--- GOAL ---
Add 129 to each bounding box coordinate in the answers while writing out the listing from the line containing "the window in" through the line containing "71 245 96 261", including every line in that stretch. Leave all other numbers unchanged.

--- SOURCE RECORDS ---
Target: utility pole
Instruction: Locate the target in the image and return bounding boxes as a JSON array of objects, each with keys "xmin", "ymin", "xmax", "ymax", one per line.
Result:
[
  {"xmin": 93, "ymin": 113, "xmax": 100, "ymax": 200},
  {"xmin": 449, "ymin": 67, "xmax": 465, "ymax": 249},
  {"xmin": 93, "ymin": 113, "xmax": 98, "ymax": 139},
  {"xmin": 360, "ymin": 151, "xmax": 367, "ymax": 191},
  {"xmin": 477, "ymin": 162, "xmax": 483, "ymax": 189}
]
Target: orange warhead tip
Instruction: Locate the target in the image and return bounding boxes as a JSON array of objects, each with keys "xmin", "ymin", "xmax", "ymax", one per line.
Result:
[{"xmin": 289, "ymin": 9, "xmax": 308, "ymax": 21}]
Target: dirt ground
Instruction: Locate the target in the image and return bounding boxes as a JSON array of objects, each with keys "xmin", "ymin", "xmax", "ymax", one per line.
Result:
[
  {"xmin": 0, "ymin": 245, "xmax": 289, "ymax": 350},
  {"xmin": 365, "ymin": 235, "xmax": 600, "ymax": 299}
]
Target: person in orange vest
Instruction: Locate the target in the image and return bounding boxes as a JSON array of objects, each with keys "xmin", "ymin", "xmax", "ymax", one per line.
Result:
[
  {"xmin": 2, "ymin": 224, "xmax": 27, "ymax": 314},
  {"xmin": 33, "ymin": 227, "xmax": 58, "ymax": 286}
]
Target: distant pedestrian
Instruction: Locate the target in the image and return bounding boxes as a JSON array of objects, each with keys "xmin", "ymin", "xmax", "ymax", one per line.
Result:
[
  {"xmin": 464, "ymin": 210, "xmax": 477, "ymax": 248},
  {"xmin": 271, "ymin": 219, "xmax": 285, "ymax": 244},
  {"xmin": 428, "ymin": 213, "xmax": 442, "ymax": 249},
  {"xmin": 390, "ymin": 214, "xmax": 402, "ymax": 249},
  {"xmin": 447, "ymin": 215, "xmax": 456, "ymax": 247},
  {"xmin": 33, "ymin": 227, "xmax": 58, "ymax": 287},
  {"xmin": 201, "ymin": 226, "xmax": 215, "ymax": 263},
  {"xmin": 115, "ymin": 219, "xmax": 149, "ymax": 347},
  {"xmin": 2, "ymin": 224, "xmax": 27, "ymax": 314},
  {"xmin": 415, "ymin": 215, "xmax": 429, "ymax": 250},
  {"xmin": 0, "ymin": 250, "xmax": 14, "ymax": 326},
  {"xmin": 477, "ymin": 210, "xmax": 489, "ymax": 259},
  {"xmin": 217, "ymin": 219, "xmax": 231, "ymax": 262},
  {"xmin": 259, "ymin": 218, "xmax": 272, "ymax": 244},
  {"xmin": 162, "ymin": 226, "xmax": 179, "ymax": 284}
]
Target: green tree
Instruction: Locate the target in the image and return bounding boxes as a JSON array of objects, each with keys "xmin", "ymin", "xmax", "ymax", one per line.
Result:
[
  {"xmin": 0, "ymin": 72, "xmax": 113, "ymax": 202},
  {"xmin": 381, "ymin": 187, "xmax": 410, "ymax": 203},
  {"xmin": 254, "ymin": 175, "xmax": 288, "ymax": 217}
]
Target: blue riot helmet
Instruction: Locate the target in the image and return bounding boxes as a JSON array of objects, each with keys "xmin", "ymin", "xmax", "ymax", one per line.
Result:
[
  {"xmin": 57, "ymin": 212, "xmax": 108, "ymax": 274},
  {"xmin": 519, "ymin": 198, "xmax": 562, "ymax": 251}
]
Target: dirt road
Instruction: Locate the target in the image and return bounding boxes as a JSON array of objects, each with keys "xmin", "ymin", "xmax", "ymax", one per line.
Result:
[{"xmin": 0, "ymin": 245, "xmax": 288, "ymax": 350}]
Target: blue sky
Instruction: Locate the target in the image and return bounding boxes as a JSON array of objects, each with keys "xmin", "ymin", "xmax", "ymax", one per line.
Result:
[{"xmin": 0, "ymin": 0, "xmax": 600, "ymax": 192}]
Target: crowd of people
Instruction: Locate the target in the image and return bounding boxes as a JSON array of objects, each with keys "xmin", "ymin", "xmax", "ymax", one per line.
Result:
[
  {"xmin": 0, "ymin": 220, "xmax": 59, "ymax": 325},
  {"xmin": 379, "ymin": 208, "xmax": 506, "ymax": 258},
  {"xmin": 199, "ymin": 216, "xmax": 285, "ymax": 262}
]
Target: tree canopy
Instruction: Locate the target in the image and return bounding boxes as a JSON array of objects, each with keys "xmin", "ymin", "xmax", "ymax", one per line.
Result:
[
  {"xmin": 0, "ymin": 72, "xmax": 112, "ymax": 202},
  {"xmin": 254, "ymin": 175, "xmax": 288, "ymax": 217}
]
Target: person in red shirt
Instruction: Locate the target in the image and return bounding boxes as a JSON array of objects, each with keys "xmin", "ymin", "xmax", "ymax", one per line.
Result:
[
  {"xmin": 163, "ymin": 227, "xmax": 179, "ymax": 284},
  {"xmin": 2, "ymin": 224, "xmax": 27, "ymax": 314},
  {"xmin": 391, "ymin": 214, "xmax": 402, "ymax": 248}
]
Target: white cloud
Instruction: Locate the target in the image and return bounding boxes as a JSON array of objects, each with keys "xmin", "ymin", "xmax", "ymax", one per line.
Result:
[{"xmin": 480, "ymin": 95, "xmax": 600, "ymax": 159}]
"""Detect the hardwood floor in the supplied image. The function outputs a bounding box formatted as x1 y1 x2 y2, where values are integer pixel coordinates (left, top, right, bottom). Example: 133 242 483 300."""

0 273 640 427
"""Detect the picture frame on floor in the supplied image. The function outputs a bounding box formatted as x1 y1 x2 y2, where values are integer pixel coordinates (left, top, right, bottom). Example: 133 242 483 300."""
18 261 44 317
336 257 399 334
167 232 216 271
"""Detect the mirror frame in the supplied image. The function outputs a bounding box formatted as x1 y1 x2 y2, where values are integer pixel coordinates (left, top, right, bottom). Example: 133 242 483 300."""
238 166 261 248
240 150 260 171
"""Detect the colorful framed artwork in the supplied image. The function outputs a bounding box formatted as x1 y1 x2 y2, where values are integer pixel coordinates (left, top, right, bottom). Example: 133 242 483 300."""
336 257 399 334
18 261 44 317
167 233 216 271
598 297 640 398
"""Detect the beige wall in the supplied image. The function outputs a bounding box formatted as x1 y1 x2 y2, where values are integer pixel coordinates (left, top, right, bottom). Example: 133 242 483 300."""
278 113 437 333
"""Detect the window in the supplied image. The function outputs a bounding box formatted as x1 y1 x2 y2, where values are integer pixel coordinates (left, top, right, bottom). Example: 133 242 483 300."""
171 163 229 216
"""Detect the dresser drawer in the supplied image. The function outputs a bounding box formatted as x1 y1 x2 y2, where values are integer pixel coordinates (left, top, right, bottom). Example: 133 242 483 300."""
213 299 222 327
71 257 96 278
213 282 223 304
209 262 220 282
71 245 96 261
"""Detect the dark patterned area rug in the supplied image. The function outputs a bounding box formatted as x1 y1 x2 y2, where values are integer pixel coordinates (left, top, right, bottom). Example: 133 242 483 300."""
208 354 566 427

--- ANSWER TO THE PROBLEM ---
"""Detect the window in the supplied image. The function outputs a bounding box formatted as x1 y1 x2 y2, where values are integer pixel coordinates (left, top, right, bottom). Example: 133 242 483 300."""
300 292 358 345
"""Detect the dresser drawer in the supplied image. The function outputs a bounding box formatted as x1 y1 x2 y2, where values are integer pixel coordinates (left, top, right, bottom). Example: 133 242 483 300."""
342 428 351 456
200 386 225 407
342 411 352 433
338 391 349 411
200 374 225 390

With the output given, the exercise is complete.